JOB: Extract every line in the records below that contains the word "Give", and copy each such line in full. Only matches with the same capitalization count.

DATASET EXTRACT:

####

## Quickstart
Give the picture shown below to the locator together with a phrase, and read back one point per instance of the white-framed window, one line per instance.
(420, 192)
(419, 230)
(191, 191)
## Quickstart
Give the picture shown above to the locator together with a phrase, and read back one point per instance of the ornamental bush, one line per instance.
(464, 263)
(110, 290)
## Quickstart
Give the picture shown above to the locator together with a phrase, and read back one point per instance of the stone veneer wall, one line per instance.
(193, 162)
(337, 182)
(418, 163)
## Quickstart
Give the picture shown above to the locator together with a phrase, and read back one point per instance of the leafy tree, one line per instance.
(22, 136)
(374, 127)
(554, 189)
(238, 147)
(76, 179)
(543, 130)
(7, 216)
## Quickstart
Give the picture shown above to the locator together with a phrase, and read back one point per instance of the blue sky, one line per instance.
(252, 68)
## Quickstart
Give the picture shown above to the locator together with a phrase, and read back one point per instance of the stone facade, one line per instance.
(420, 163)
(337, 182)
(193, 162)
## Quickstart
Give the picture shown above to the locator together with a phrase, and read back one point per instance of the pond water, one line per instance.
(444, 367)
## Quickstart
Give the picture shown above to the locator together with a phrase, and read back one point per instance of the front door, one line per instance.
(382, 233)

####

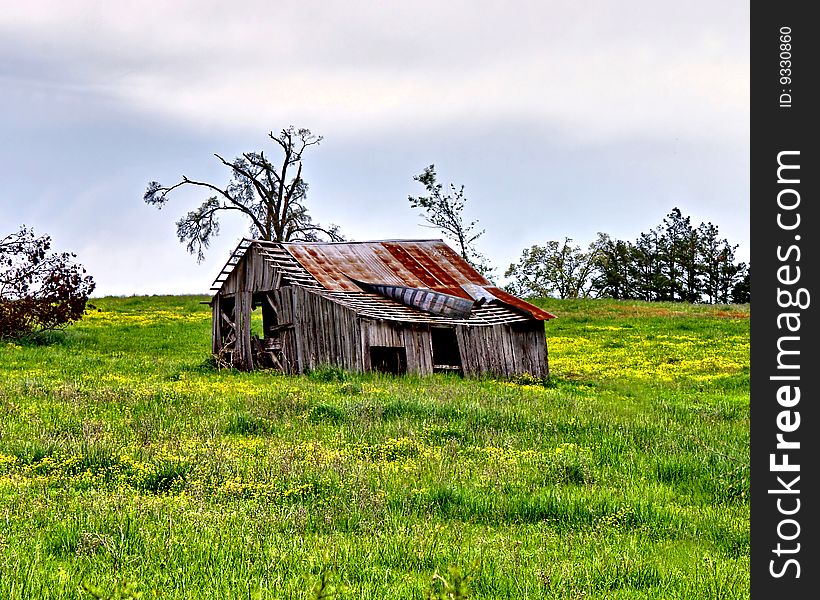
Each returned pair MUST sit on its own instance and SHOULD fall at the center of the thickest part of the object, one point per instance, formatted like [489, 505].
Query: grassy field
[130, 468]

####

SOLVED EXERCISE:
Give the picture shown below to the locator together with a phrase, and read back one point per instance of the white-framed window, one line per instance.
Give the picture shown above to the locator together with a phrase, and read back one point per instance of the ornamental bush, one line per instance.
Give the picture shown above to the locator together with a phrase, and read back one point per instance of the stone veneer wall, one line per instance.
Give the picture shown above to the locator together with a phrase, and read back one point per instance of the leafy tree, one line per instance.
Give the picture shown above to the locator together with a phrase, and read back one point per instance of the blue sky, one line per instance.
Give the picture shown above to the locator together with a phrase, and read back one point per instance of the stone facade, one line per instance.
Give the picture shown above to the locator together with a phrase, and read back one point per instance of the pond water, one line per instance.
Give the picture shown above to the locator together with a phrase, and read back one point per instance of the front door, one line per instance.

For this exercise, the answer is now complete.